## Begin Records to process

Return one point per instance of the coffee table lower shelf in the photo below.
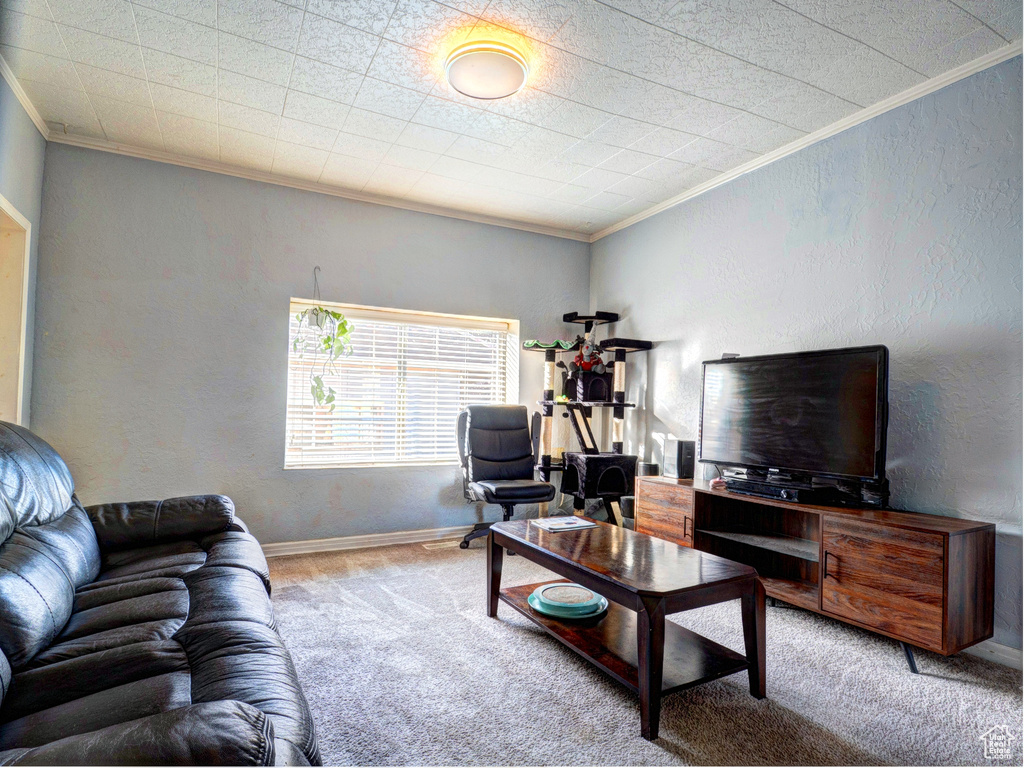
(609, 642)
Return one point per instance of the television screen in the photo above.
(809, 413)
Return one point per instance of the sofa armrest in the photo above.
(142, 523)
(211, 733)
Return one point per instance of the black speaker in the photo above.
(679, 459)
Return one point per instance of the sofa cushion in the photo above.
(37, 485)
(36, 599)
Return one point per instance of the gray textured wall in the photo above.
(904, 230)
(22, 154)
(162, 333)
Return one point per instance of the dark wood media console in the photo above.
(924, 580)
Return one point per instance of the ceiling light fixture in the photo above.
(486, 70)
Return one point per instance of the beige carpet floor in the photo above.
(401, 667)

## End Records to process

Your goal:
Write out these lines word for word, omitting the pictures.

Task result:
Return one point per instance of the coffee table lower shelf in the photo below.
(609, 642)
Return one point per instance of the television screen in the photo above.
(809, 413)
Return one point per instance of the sofa armrest in the photo above.
(142, 523)
(211, 733)
Return one point per instance of the black speaker in the photo above.
(679, 459)
Return one point per instance of the sofa cushion in the photo above.
(37, 485)
(36, 599)
Return one point per instance of the gray textured wall in the photo above.
(904, 230)
(22, 154)
(162, 333)
Return one point per instance of the dark wood media console in the photo above.
(924, 580)
Return one point per instance of the ceiling light fixture in the photo above.
(486, 70)
Return one point per instance of the beige carpet floor in the photo above.
(401, 667)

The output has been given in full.